| PROVIDED RECORDS |
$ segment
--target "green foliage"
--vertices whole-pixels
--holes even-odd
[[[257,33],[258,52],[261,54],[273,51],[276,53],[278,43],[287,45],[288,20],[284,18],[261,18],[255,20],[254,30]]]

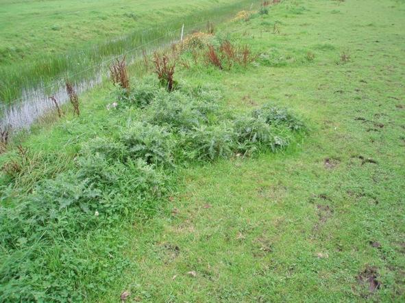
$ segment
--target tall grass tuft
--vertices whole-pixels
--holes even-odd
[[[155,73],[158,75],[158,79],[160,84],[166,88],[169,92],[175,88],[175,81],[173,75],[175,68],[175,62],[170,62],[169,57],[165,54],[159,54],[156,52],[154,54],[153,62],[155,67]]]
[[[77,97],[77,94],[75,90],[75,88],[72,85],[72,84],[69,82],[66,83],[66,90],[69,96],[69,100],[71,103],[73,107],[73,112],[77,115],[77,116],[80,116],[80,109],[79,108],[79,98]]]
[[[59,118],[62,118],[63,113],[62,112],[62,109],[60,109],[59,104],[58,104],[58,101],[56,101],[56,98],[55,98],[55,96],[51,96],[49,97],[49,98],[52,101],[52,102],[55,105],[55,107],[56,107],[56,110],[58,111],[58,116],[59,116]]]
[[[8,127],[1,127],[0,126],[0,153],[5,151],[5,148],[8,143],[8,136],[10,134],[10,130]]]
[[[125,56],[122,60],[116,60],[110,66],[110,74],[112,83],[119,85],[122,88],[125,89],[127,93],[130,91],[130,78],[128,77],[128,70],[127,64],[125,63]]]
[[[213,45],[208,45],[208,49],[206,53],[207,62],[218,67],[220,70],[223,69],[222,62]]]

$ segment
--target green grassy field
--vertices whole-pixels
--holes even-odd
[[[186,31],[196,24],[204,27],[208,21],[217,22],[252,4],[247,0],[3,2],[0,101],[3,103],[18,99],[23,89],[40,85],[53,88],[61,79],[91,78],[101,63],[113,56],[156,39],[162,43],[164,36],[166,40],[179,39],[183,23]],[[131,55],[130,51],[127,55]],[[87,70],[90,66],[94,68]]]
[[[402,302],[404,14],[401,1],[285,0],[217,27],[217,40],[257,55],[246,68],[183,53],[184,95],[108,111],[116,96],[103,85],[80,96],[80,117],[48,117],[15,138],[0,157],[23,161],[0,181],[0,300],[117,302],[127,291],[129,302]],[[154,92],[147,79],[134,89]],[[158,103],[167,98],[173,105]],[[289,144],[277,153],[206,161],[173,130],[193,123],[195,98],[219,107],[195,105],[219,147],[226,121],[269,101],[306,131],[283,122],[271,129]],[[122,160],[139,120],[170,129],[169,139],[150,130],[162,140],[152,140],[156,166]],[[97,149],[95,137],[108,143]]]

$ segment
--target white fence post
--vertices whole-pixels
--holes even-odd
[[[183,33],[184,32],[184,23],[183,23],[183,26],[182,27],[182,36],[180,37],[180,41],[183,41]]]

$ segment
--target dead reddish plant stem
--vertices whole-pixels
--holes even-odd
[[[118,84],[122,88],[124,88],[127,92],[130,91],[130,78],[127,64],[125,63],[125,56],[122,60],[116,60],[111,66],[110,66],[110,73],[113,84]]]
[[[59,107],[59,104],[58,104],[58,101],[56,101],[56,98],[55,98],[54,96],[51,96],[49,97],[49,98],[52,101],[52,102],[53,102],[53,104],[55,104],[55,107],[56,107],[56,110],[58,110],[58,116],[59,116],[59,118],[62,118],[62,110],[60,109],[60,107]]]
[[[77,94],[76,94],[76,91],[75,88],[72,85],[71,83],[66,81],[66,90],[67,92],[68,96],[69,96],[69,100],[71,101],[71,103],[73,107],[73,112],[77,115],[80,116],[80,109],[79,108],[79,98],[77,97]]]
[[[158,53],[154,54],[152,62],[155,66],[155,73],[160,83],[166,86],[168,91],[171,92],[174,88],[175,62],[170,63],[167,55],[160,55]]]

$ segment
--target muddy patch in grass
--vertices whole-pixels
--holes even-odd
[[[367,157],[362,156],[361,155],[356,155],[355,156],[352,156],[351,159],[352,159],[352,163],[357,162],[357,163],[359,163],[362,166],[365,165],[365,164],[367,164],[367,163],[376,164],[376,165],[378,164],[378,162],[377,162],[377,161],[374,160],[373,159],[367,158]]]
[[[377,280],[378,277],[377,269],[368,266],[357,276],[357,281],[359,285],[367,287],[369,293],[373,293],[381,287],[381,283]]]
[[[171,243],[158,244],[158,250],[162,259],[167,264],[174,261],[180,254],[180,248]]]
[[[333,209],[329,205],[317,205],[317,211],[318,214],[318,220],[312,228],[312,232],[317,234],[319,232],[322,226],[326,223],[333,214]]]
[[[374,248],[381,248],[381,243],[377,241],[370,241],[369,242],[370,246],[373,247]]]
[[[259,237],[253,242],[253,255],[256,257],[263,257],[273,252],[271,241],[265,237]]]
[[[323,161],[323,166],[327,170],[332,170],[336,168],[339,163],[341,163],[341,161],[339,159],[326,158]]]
==
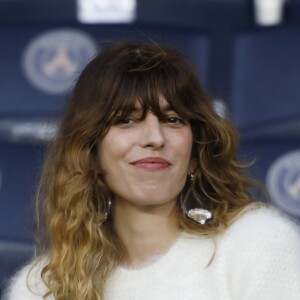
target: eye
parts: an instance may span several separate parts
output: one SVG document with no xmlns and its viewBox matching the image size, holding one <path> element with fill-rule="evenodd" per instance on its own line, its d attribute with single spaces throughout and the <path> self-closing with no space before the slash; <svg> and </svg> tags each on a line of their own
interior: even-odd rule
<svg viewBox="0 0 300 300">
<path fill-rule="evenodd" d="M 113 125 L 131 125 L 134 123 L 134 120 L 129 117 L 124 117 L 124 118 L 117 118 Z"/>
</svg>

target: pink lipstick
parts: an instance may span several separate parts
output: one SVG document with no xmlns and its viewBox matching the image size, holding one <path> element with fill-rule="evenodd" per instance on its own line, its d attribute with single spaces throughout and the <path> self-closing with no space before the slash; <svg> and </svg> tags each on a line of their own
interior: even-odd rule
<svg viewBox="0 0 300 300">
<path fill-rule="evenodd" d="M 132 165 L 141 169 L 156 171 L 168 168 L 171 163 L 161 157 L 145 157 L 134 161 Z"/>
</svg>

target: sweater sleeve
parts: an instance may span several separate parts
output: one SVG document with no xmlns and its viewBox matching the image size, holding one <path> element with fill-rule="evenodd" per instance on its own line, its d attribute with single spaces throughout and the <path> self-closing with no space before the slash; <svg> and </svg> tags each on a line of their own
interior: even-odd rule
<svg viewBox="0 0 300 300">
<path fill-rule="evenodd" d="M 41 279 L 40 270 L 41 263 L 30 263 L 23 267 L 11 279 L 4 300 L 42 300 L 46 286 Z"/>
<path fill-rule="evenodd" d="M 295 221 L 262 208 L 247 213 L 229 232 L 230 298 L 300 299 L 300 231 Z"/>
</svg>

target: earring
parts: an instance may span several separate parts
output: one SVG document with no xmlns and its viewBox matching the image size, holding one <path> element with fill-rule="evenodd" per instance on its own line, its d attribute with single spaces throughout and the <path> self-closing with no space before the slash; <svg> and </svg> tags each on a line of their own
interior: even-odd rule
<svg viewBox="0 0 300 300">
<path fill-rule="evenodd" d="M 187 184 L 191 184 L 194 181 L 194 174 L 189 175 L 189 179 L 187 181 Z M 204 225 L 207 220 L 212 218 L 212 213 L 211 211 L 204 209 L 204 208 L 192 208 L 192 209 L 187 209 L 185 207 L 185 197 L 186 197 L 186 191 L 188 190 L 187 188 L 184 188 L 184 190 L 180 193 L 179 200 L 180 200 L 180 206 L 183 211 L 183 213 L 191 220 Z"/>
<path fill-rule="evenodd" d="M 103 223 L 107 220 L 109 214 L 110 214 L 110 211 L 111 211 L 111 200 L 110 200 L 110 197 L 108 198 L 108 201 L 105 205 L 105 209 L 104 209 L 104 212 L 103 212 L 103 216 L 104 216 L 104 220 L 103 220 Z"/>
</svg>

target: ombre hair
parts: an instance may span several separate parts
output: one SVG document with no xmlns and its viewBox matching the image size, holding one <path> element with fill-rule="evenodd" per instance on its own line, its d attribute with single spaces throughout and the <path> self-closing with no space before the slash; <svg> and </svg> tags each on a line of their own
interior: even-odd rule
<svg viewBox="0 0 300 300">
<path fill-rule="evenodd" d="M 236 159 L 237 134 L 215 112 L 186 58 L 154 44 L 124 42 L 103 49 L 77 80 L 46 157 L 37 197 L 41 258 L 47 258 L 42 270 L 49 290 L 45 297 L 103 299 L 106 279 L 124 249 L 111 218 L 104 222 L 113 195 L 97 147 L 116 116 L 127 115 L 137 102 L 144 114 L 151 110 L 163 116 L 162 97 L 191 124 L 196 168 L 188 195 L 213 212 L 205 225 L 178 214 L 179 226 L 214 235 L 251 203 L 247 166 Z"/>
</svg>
* * *
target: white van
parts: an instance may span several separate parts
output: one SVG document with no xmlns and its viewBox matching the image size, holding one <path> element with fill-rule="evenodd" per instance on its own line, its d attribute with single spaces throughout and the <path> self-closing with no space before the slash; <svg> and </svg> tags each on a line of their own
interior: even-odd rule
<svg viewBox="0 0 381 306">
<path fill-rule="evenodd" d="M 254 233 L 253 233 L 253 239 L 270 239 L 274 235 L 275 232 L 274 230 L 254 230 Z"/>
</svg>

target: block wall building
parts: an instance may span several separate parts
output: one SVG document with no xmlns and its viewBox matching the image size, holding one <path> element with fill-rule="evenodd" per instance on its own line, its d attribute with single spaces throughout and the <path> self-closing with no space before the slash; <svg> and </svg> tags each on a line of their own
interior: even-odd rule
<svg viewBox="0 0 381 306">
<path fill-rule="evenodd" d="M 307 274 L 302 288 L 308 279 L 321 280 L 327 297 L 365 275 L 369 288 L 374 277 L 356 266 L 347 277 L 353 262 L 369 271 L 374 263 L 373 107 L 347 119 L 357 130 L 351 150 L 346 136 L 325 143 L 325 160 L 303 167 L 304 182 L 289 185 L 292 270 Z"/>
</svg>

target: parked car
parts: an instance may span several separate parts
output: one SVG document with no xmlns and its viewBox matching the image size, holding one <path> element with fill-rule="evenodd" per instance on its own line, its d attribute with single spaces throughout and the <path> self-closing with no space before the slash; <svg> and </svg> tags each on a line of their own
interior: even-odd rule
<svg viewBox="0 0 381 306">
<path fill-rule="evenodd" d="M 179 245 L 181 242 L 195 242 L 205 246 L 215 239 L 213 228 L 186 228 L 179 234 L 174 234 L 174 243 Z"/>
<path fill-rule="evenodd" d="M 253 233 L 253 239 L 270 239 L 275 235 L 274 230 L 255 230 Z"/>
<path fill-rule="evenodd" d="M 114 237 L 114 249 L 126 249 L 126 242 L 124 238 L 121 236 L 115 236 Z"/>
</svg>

| REQUIREMENT |
Identify every line in the items above that contains the word "white", and copy each such line in full. Treat case as significant.

| SOLUTION TO THE EXERCISE |
--target white fence post
target: white van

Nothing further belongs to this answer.